_Page extract_
** Start **

All said there is some fire beneath the libertarian smoke. State-ownership of production undoubtedly is a concentration of power. To take an extreme example, if you want to work in a car plant but the state owns all the car plants then you will have no choice but to work for the state. If you want to buy a car but the state owns the monopoly, then you will have to buy a car from the state. These are not small or inconsequential limits on freedom.

Similarly, state control over taxation and public spending, housing, health, education and transport are formidable concentrations of power. Even after decades of monetarism, central government still controls the contributions and spending of millions of us. Just who are they to spend on our behalf?

Unsatisfying as it is, the answer comes down to lesser evils. For all the dangers of collective control, if not the collective, then who?

Monday 18 May 2009

How to avoid the next monetarist consensus II

1% Truth?

For some people ‘capitalism’ will always be a dirty word – synonymous with greed and exploitation. In more mainstream discussion the term pulses between negative and positive, in step with history: Good for the first decades of the twentieth century, bad after the depression of the thirties; resurrected by the Thatcherites at the end of the seventies, and all set to be reburied by the current financial crisis.

Notice it’s only the term ‘capitalism’ that has fluctuated in favour. Capitalism itself has remained the dominant mode of production the whole time. But the relative esteem of the term is telling in terms of what is expected of it, and how it is assumed to work. Those who use ‘capitalism’ unabashedly are most likely to be champions of free-market economics. Those squeamish about the word are far more likely to favour state intervention and regulation.

** End **

_Stored data entries_
** Start **

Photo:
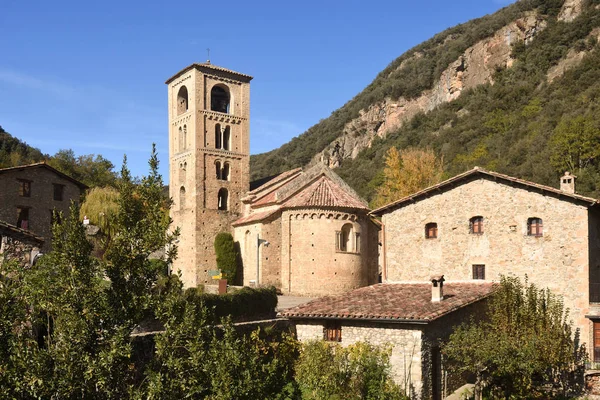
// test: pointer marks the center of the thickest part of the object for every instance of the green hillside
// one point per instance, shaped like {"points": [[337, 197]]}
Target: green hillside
{"points": [[14, 152], [521, 125]]}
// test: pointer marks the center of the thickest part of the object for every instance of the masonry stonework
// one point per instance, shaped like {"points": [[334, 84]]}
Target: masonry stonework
{"points": [[564, 258]]}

** End **

_Tasks to complete_
1) Answer these questions using the excerpt on capitalism:
(a) What does the excerpt say state ownership of production undoubtedly is?
(b) What date appears in the excerpt?
(c) Who does the excerpt say are most likely to use the term "capitalism" unabashedly?
2) From the excerpt on capitalism, repeat word for word the part between "All said there" and "limits on freedom.", inclusive.

_Solutions in order_
1)
(a) A concentration of power.
(b) Monday 18 May 2009.
(c) Champions of free-market economics.

2)
All said there is some fire beneath the libertarian smoke. State-ownership of production undoubtedly is a concentration of power. To take an extreme example, if you want to work in a car plant but the state owns all the car plants then you will have no choice but to work for the state. If you want to buy a car but the state owns the monopoly, then you will have to buy a car from the state. These are not small or inconsequential limits on freedom.